**SET EXERCISE A:**
Answer these from the text on women's cycling dress:
(i) What covered the split in front on pattern #2044?
(ii) What did the ready-made bicycle costume cost, and what did the skirt cost?
(iii) In the two examples at the Metropolitan Museum of Art, what material were the skirts, and what material were the knickerbockers?

**TEXT SEGMENT:**
>> Begin
This association of sports clothing with freedom was not just a retail strategy. Dress reformers were vocal about the opportunities offered by sport or "outdoor" costume. What they had failed to popularize with arguments of health and gender politics now gained adherents through sports. Willard was certain that the costume worn for bicycling would serve as the test case for dress reform ideas and finally "convince the world that has brushed aside the theories, no matter how well constructed, and the arguments, no matter how logical, of dress-reformers."25 Another woman wrote excitedly that liberating dress was preferable to economic or political independence and influence:
Talk about the emancipated woman! The right to earn her own living on terms of equality with man, to vie with him in work, sport or politics, to vote, to hold office, to be president as well as queen and empress, would never bring the blessed sense of freedom that an outdoor costume, sans trailing skirts and entangling folds and plus a short skirt and bloomers, gives to the average woman…26
While many would have objected to her hyperbolic suggestion that freedom in dress was preferable to economic or legal independence, her words make evident how thrilling it must have felt to wear such clothing. Sports gave women the opportunity to experience and discuss the meaning, design, and feel of their clothing in a way previously left to women seen as oddballs or radicals.
^top"Any Desired Length"
Still, women felt some trepidation when it came to actually wearing pants for bicycling, so the pattern companies, eager to sell the new styles, came up with discreet alternatives. With articles such as "New Styles for Bicycling," the Delineator offered the consumer numerous designs – skirts that had extra pleats so they acted and looked divided; divided skirts that were full enough to look undivided; and even divided skirts, such as pattern #2044, which had an extra flap of fabric to cover the split in front. Style #2044 was billed as a "Ladies' Divided Cycling Skirt, having deep side-plaits at the back and the division in front concealed by lapped gores (to be worn on diamond or drop-frame wheels and to be in any desired length)." It was described as "a decidedly stylish divided cycling skirt planned on simple, graceful lines…"27 The design description noted that the "division" of the skirt is hidden, while the illustration showed it in two lengths. Evidently, the pattern designers sought to reach readers who were shy about wearing a divided skirt but who were less reluctant to be seen in shorter hems.
A suit that follows this basic design demonstrates how from the back, the skirt functioned like pants, allowing for easier pedaling, yet from the front, it looked like a skirt.28 Other women wore knickers with a skirt over them. At least one manufacturer offered ready-made suits with a matching removable skirt for "stylish women everywhere." The bicycle costume cost $7.50, the skirt, $2.50 extra.29 An article in Outing magazine suggested that women might consider bringing a matching skirt with them on cycling trips "for use when approaching the unappreciative and hypercritical civilized communities where its use is no great hardship and going without transgresses custom."30 Two identical examples of such a costume are in the Costume Collection at the Metropolitan Museum of Art; custom made for two sisters, the skirts are wool while the knickerbockers are linen (perhaps they wore the warmer skirts in cooler weather).31 Judging from the good condition of the skirts, it is possible that the knickerbockers were worn regularly, the skirts put aside.
>> End
**RECORDS PROVIDED:**
>> Begin
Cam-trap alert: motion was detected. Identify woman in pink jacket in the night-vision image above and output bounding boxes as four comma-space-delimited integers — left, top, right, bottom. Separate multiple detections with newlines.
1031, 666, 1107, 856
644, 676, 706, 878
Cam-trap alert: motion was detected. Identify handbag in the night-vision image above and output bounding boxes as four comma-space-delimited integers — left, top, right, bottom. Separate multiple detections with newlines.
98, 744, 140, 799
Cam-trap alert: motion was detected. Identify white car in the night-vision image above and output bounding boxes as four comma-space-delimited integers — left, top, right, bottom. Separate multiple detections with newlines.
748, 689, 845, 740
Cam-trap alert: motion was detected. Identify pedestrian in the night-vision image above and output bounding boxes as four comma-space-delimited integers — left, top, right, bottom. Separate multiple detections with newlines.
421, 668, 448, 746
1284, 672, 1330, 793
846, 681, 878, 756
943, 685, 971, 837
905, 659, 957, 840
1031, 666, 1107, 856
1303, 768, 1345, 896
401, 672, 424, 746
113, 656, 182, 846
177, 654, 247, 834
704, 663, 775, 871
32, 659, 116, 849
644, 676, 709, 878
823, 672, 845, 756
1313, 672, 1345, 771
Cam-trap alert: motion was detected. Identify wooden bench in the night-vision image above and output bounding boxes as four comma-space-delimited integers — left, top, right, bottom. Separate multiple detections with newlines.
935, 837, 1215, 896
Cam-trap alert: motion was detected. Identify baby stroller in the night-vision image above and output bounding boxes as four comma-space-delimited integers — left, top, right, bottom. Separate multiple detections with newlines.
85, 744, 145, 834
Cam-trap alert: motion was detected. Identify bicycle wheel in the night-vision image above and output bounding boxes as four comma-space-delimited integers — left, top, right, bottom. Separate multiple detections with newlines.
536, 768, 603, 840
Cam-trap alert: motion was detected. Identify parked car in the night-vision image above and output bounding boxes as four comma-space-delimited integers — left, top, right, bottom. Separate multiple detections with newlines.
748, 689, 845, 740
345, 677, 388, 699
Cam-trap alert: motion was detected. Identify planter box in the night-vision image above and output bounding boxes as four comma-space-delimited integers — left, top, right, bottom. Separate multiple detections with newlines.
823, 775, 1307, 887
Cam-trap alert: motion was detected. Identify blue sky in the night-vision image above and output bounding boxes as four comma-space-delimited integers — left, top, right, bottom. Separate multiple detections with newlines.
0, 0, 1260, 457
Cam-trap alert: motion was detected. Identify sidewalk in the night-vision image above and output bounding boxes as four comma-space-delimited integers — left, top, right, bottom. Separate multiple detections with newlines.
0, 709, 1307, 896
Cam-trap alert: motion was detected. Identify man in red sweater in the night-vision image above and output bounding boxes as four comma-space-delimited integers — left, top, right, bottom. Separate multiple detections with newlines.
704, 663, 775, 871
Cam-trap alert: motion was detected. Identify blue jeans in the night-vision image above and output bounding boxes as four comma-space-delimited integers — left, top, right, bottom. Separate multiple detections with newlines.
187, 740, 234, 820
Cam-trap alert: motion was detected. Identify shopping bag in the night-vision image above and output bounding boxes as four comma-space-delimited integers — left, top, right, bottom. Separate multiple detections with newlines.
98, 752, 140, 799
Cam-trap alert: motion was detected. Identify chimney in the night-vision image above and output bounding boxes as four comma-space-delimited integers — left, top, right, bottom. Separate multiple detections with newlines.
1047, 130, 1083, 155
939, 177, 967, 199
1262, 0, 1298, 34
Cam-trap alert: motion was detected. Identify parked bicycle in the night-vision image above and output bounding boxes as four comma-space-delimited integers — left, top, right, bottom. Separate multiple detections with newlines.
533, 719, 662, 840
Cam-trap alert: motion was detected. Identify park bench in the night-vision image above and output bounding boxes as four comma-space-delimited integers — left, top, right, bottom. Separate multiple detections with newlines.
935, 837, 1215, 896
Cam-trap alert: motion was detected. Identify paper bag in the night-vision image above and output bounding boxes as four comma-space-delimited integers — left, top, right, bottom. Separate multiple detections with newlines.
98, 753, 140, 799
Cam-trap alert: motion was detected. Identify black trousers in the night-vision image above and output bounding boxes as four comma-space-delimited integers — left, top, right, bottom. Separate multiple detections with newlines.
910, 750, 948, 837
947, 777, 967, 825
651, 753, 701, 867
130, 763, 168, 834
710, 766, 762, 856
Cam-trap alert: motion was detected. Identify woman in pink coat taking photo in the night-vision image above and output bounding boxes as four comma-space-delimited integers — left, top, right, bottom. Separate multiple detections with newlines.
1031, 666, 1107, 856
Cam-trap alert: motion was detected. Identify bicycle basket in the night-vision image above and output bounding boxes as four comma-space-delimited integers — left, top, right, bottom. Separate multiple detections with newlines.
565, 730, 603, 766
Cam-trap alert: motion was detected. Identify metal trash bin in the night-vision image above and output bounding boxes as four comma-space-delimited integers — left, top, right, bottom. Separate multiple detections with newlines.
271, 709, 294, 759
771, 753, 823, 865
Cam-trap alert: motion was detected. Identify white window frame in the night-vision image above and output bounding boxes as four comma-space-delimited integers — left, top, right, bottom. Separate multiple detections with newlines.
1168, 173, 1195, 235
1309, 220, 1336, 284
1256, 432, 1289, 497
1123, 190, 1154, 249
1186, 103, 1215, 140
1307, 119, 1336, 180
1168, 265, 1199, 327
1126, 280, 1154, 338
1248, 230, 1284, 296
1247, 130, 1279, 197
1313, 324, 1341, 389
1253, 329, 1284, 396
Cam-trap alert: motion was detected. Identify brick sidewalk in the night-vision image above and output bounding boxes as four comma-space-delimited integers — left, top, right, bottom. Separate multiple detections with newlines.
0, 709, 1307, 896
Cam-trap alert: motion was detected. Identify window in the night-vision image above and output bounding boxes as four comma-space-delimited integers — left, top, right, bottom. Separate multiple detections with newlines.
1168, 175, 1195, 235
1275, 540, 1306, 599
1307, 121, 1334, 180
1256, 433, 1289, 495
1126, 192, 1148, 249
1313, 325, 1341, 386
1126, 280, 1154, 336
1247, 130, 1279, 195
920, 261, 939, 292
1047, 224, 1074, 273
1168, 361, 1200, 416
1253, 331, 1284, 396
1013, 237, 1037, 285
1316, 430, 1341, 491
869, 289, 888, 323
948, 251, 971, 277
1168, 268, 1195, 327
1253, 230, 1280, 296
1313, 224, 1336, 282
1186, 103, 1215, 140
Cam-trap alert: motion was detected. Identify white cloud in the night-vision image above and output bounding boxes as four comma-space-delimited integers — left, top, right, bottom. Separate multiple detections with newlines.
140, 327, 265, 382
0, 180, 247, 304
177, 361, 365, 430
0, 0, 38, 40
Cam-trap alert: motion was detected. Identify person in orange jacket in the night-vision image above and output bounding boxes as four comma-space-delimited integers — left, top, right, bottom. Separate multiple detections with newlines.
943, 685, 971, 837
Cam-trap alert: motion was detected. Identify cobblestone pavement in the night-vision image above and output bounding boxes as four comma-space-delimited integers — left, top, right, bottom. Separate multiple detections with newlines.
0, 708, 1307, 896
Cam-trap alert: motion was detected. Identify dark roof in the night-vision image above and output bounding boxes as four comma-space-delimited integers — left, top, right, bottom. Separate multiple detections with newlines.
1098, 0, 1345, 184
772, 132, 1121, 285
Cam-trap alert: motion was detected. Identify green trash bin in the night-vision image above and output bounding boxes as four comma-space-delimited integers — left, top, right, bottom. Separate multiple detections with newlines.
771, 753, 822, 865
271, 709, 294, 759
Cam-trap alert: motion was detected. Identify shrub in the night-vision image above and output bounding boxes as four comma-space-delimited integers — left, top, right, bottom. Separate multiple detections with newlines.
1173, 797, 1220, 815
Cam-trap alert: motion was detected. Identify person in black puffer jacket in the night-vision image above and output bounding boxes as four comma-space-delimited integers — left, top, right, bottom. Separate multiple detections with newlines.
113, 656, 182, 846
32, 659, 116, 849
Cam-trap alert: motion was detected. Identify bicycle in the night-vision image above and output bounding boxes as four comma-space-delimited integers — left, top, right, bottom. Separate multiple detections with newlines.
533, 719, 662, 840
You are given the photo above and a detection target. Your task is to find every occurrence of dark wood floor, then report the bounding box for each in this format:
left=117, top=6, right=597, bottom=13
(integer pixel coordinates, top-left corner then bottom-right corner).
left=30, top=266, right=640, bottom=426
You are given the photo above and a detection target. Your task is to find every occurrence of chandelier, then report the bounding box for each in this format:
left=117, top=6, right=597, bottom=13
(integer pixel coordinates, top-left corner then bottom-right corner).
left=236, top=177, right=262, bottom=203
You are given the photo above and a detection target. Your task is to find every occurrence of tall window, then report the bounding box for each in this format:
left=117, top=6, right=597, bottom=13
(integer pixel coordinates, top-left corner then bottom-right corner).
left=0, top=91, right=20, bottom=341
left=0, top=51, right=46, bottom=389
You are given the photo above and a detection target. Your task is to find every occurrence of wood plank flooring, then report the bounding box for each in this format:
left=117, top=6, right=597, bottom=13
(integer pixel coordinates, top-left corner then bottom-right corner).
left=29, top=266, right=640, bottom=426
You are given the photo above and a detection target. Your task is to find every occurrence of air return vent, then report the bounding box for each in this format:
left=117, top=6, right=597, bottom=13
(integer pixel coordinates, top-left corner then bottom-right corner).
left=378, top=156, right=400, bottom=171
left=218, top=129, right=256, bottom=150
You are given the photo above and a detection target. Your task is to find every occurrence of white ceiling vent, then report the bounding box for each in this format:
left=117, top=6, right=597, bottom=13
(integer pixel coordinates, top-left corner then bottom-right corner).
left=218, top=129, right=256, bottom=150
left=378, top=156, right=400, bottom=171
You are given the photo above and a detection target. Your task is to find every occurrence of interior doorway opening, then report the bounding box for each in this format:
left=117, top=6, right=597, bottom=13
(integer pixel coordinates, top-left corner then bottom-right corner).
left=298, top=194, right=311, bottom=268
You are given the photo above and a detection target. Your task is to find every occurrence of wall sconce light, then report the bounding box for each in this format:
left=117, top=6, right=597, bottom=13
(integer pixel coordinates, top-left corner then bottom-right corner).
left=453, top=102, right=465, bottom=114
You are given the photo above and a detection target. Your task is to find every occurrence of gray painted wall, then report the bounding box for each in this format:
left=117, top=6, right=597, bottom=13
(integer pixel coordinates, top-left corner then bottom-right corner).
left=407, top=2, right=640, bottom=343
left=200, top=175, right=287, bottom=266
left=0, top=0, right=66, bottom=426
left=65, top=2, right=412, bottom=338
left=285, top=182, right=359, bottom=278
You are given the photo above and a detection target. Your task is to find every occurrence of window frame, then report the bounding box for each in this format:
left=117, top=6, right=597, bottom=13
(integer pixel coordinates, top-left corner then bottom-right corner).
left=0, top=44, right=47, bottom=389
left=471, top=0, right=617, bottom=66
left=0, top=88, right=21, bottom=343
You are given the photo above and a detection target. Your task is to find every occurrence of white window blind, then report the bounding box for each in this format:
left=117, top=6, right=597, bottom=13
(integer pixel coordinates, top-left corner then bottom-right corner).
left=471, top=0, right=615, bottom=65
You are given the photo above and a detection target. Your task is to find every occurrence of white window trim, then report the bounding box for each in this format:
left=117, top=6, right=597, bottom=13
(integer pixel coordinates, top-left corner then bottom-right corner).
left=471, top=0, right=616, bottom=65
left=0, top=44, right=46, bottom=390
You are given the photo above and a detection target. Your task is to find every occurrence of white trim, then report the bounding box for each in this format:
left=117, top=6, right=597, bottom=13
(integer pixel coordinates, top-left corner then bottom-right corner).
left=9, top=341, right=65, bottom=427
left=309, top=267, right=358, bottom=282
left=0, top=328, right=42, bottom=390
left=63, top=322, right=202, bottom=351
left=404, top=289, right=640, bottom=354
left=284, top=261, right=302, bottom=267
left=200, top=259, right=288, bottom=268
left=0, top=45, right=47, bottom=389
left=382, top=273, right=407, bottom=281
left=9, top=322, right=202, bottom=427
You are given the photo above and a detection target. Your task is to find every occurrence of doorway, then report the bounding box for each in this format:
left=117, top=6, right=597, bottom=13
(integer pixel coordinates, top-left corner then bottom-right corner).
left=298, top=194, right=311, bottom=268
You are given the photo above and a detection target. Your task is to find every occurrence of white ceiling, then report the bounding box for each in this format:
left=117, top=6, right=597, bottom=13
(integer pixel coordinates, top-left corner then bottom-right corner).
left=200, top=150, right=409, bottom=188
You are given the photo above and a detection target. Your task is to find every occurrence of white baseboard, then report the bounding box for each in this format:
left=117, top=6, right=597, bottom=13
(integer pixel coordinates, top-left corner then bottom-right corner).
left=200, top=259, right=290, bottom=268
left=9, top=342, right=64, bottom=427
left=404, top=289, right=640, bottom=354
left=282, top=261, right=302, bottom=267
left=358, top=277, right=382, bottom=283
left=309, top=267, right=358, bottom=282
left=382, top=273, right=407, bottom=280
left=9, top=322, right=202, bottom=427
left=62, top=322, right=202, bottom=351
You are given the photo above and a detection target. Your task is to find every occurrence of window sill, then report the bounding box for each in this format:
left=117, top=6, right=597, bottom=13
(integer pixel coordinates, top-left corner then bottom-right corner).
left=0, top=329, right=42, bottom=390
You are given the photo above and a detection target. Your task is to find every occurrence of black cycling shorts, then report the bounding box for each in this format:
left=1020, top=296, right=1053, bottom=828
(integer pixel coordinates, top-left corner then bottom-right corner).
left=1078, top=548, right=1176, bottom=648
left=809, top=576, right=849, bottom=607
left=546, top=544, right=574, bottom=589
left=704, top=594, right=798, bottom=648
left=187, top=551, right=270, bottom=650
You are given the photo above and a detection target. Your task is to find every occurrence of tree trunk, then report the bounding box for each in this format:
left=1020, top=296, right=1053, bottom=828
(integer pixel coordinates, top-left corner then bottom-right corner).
>> End
**SET EXERCISE B:** Rewrite the rows from the start of the rows through the row containing "345, 677, 388, 699", with "night-vision image" replaced by "thermal image" and everything else unchanged.

**COMPLETE ANSWER A:**
(i) An extra flap of fabric: the division in front was concealed by lapped gores.
(ii) The costume cost $7.50, and the skirt cost $2.50 extra.
(iii) The skirts were wool, and the knickerbockers were linen.

**COMPLETE ANSWER B:**
Cam-trap alert: motion was detected. Identify woman in pink jacket in the thermal image above and output bounding boxes as four comma-space-delimited integers — left, top, right, bottom. Separate multiple detections with newlines.
1031, 666, 1107, 856
644, 676, 706, 878
Cam-trap alert: motion was detected. Identify handbag in the thermal image above and output bounding boxes as four comma-space-delimited integers — left, top, right, bottom. Separate multiple detections with newlines.
98, 744, 140, 799
Cam-trap alert: motion was detected. Identify white car in the thermal image above and output bounding boxes as four comma-space-delimited integers — left, top, right, bottom. Separate multiple detections with newlines.
748, 689, 845, 740
Cam-trap alert: motion was detected. Identify pedestrian in the thermal image above and output bounding boxes as four comma-space-delimited integers — left, top, right, bottom. Separate multiple detections with newlines.
421, 668, 448, 746
1284, 672, 1330, 793
846, 681, 878, 756
943, 685, 971, 837
905, 659, 957, 840
1031, 666, 1107, 856
1303, 768, 1345, 896
401, 672, 424, 746
113, 656, 182, 846
177, 654, 247, 834
704, 663, 775, 871
32, 659, 116, 849
644, 676, 709, 878
823, 672, 845, 756
1313, 672, 1345, 771
Cam-trap alert: motion was detected. Identify wooden bench in the thermal image above and output bounding boxes as four comma-space-delimited integers — left, top, right, bottom. Separate multiple detections with newlines.
935, 837, 1215, 896
Cam-trap alert: motion was detected. Identify baby stroller in the thermal image above and output bounding boxes as four comma-space-delimited integers — left, top, right, bottom. Separate multiple detections with newlines.
85, 744, 145, 834
Cam-trap alert: motion was detected. Identify bicycle wheel in the thermal image above and output bounding boxes as four comma-space-delimited integers — left, top, right, bottom. Separate multiple detections with newlines.
536, 768, 603, 840
Cam-trap alert: motion was detected. Identify parked car in the thermal image above and output bounding boxes as four comma-space-delimited integers — left, top, right, bottom. Separate multiple detections with newlines.
748, 689, 845, 740
345, 677, 388, 699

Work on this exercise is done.